** Start Supplied information **
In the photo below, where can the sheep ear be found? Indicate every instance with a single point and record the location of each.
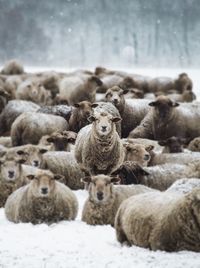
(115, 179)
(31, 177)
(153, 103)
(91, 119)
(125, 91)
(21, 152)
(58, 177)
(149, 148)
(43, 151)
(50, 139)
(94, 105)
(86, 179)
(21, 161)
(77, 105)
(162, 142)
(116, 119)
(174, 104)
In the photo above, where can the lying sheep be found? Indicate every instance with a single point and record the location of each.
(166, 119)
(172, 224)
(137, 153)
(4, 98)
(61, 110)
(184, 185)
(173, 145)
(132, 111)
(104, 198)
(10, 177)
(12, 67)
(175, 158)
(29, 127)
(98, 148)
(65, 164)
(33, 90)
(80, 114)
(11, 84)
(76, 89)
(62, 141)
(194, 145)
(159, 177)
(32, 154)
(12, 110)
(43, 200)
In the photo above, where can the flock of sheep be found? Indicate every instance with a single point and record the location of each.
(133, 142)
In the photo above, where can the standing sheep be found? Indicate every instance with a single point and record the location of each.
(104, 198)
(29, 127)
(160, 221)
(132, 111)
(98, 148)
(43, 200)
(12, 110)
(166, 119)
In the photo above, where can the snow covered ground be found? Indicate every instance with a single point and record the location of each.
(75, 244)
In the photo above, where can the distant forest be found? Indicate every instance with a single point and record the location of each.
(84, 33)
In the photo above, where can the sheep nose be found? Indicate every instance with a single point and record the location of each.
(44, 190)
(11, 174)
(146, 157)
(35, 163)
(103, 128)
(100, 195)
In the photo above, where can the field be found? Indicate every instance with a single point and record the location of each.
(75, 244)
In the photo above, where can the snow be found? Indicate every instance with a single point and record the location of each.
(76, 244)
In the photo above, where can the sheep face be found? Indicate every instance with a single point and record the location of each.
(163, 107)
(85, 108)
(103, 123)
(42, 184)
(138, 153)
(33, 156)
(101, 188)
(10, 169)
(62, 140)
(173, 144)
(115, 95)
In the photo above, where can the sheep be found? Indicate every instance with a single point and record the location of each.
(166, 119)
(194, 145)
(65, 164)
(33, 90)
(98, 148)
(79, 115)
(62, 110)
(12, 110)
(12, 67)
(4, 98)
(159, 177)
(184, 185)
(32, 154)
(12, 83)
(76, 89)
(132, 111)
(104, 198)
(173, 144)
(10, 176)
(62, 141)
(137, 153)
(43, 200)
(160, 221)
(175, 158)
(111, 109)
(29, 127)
** End Supplied information **
** Start Supplied information **
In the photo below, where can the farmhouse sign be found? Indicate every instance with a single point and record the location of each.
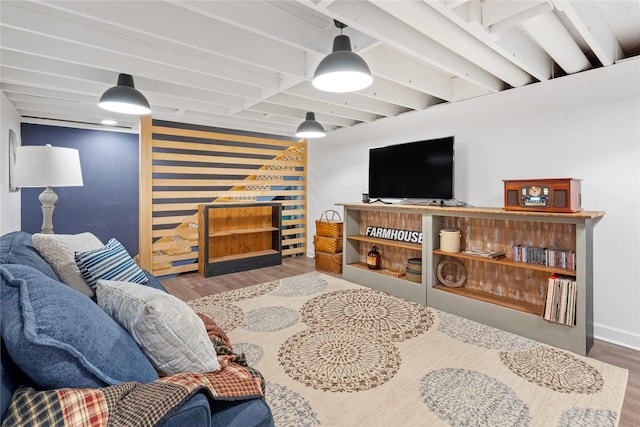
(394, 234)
** End Supplied information **
§ **What to produce**
Locate each line in the entries above that contains the string "snow", and copy every such line. Case counts.

§ **Full solution**
In the photo above, where can the snow covered ground be found? Indicate every instance with a single point and record the location of each.
In the photo above, where can the snow be found? Indicate every instance with a single point and record the location of each.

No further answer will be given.